**Collected data entries:**
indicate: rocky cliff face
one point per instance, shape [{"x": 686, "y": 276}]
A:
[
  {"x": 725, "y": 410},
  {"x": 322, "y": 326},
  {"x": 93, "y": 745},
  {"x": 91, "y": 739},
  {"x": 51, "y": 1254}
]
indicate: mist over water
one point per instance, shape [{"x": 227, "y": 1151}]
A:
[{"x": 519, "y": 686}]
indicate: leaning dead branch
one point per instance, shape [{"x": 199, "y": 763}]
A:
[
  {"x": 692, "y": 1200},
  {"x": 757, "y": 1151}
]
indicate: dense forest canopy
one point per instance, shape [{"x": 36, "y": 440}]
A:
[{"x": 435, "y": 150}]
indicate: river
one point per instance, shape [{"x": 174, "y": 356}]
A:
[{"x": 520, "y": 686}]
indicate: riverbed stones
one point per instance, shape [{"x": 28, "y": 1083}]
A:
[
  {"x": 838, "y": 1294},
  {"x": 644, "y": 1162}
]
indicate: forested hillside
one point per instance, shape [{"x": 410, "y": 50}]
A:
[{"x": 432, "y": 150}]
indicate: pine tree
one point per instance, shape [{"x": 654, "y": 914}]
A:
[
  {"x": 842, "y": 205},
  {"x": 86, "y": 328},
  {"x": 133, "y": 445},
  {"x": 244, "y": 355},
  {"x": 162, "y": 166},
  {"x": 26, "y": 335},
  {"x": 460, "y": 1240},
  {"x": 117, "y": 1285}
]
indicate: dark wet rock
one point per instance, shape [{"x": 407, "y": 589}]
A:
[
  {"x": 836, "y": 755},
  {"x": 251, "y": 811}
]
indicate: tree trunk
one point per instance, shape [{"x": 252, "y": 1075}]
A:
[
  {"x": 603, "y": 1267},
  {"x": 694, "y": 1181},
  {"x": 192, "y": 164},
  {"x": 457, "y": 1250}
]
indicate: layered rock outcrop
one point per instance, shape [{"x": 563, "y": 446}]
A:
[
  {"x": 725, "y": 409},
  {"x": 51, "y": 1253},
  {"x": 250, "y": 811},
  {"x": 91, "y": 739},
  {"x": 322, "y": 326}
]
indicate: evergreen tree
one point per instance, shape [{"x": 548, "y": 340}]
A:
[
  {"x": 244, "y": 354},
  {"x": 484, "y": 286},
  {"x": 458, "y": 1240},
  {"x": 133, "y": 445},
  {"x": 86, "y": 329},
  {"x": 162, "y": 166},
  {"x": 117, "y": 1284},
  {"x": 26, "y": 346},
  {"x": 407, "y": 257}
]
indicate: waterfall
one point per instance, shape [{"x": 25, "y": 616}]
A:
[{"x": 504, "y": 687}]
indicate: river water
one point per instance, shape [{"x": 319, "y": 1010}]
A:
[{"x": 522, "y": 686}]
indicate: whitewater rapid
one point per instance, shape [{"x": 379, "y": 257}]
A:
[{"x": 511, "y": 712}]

**WORK REQUIRED:** Retype the whole listing, matching it exactly.

**TASK RESPONSE:**
indicate: rocky cliff face
one point per instance, shape [{"x": 686, "y": 276}]
A:
[
  {"x": 725, "y": 410},
  {"x": 322, "y": 326},
  {"x": 93, "y": 745},
  {"x": 91, "y": 739},
  {"x": 51, "y": 1254}
]
indicate: mist over water
one point per instance, shape [{"x": 227, "y": 1151}]
A:
[{"x": 519, "y": 686}]
indicate: leaning dead branch
one point per instance, shape [{"x": 199, "y": 763}]
A:
[
  {"x": 692, "y": 1200},
  {"x": 757, "y": 1151}
]
indicate: dense forest canopy
one point per instance, shape [{"x": 36, "y": 440}]
A:
[{"x": 435, "y": 150}]
indicate: river
one point per instance, shape [{"x": 174, "y": 356}]
A:
[{"x": 520, "y": 686}]
indicate: riverbed stones
one point per instance, shape [{"x": 28, "y": 1083}]
A:
[
  {"x": 838, "y": 1294},
  {"x": 644, "y": 1162}
]
indicate: forested hillside
one point per instance, shape [{"x": 410, "y": 50}]
A:
[{"x": 432, "y": 150}]
indicate: pine tree
one point per instance, shape [{"x": 654, "y": 914}]
A:
[
  {"x": 842, "y": 205},
  {"x": 86, "y": 328},
  {"x": 133, "y": 445},
  {"x": 244, "y": 355},
  {"x": 162, "y": 166},
  {"x": 26, "y": 335},
  {"x": 460, "y": 1240},
  {"x": 117, "y": 1285}
]
indicate: dark wet rock
one point per instance, shape [{"x": 407, "y": 589}]
A:
[
  {"x": 836, "y": 755},
  {"x": 251, "y": 811}
]
indicate: tree trunk
one point per instance, shape [{"x": 252, "y": 1075}]
A:
[
  {"x": 603, "y": 1267},
  {"x": 694, "y": 1181},
  {"x": 192, "y": 164},
  {"x": 457, "y": 1250}
]
indicate: layered rock outcrop
one point per instance, shape [{"x": 563, "y": 446}]
A:
[
  {"x": 725, "y": 409},
  {"x": 51, "y": 1253},
  {"x": 250, "y": 811},
  {"x": 91, "y": 739},
  {"x": 322, "y": 326}
]
indicate: evergreen tree
one point per instance, shape [{"x": 548, "y": 340}]
A:
[
  {"x": 244, "y": 354},
  {"x": 484, "y": 286},
  {"x": 458, "y": 1240},
  {"x": 133, "y": 445},
  {"x": 86, "y": 329},
  {"x": 162, "y": 166},
  {"x": 117, "y": 1284},
  {"x": 26, "y": 346},
  {"x": 407, "y": 257}
]
indicate: waterfall
one point per instance, shape [{"x": 25, "y": 616}]
A:
[{"x": 504, "y": 687}]
indicate: river water
one point per instance, shape [{"x": 319, "y": 1010}]
A:
[{"x": 522, "y": 686}]
indicate: whitewater rapid
one point per instance, shape [{"x": 379, "y": 257}]
A:
[{"x": 511, "y": 712}]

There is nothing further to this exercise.